YOUR OBJECTIVE: Copy the material below word for word, without changing anything.

-- -- --

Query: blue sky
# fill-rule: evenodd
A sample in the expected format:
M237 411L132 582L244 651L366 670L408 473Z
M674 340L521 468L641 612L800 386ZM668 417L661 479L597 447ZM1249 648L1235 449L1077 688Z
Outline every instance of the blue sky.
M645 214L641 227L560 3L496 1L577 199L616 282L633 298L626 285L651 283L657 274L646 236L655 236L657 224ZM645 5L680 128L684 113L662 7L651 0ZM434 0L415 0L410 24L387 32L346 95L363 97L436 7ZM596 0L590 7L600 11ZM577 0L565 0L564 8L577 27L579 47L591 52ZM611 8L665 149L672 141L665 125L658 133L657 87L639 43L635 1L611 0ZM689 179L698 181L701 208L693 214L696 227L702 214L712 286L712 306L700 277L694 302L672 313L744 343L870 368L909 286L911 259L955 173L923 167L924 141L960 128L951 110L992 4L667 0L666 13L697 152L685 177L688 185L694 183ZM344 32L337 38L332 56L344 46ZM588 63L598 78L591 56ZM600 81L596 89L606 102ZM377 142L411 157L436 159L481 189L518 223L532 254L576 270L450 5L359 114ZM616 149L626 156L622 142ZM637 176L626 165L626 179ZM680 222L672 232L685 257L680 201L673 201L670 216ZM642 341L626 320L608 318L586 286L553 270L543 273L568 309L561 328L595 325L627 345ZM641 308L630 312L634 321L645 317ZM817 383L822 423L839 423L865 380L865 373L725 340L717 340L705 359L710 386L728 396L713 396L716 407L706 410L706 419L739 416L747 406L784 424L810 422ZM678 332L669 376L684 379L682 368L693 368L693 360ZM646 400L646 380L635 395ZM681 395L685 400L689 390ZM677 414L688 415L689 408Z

-- -- --

COMPLETE ANSWER:
Query: blue sky
# fill-rule: evenodd
A sample in the expected format:
M237 411L132 582L244 651L366 670L408 473Z
M674 340L521 468L641 612L800 386ZM668 417L661 479L597 447ZM1249 648L1235 449L1077 688Z
Outline every instance of the blue sky.
M645 214L641 227L560 3L496 1L577 199L616 282L633 298L626 285L651 283L657 274L646 236L655 236L657 224ZM645 5L680 128L684 113L662 7L651 0ZM434 0L415 0L410 24L387 32L346 95L363 97L436 7ZM596 0L590 7L600 11ZM577 0L565 0L564 8L577 27L579 47L591 52ZM611 8L665 149L672 141L665 125L658 133L657 87L639 43L635 1L611 0ZM689 179L698 181L701 208L693 214L696 227L702 214L712 286L712 306L700 277L694 302L672 313L744 343L870 368L909 286L911 259L955 173L923 167L924 141L960 128L951 110L992 4L667 0L666 13L697 152L685 177L688 185L694 183ZM344 32L337 38L332 56L344 46ZM588 63L598 78L591 56ZM600 81L596 89L606 102ZM377 142L411 157L436 159L481 189L518 223L532 254L576 270L450 5L359 114ZM616 149L626 156L622 142ZM637 176L626 165L626 179ZM680 222L672 232L685 257L680 201L673 201L670 216ZM642 341L626 320L608 318L586 286L553 270L543 273L568 309L561 328L595 325L627 345ZM641 308L630 312L634 321L645 317ZM817 383L822 423L839 423L865 380L865 373L725 340L717 340L705 359L710 386L728 396L713 396L716 407L706 410L706 419L739 416L747 406L784 424L810 422ZM678 332L669 376L684 379L682 368L693 368L693 360ZM646 400L646 380L635 395ZM681 395L685 400L689 390ZM677 414L688 415L689 408Z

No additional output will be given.